## WHAT IS EXPECTED
All records should be written out again exactly.

(Saved data entries)
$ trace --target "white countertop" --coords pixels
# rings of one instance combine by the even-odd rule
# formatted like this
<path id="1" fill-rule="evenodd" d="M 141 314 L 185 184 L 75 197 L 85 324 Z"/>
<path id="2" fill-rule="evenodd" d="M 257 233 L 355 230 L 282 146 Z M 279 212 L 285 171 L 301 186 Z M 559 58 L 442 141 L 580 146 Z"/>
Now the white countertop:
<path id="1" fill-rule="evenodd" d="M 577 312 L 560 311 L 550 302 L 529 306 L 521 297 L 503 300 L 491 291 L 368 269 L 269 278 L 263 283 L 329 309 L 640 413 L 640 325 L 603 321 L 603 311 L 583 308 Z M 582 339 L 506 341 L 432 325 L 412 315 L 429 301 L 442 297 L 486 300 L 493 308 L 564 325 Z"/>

## SOLUTION FOR THIS EXERCISE
$ trace --target "white countertop" --coords pixels
# rings of one instance combine by the even-odd rule
# formatted like this
<path id="1" fill-rule="evenodd" d="M 141 314 L 185 184 L 75 197 L 85 324 Z"/>
<path id="2" fill-rule="evenodd" d="M 257 233 L 355 230 L 282 146 Z M 279 212 L 285 171 L 301 186 Z M 559 58 L 442 141 L 580 146 Z"/>
Now the white countertop:
<path id="1" fill-rule="evenodd" d="M 577 312 L 560 311 L 550 302 L 529 306 L 521 297 L 503 300 L 491 291 L 368 269 L 269 278 L 263 283 L 329 309 L 640 413 L 640 325 L 603 321 L 603 311 L 583 308 Z M 582 339 L 506 341 L 432 325 L 412 315 L 429 301 L 442 297 L 486 300 L 493 308 L 564 325 Z"/>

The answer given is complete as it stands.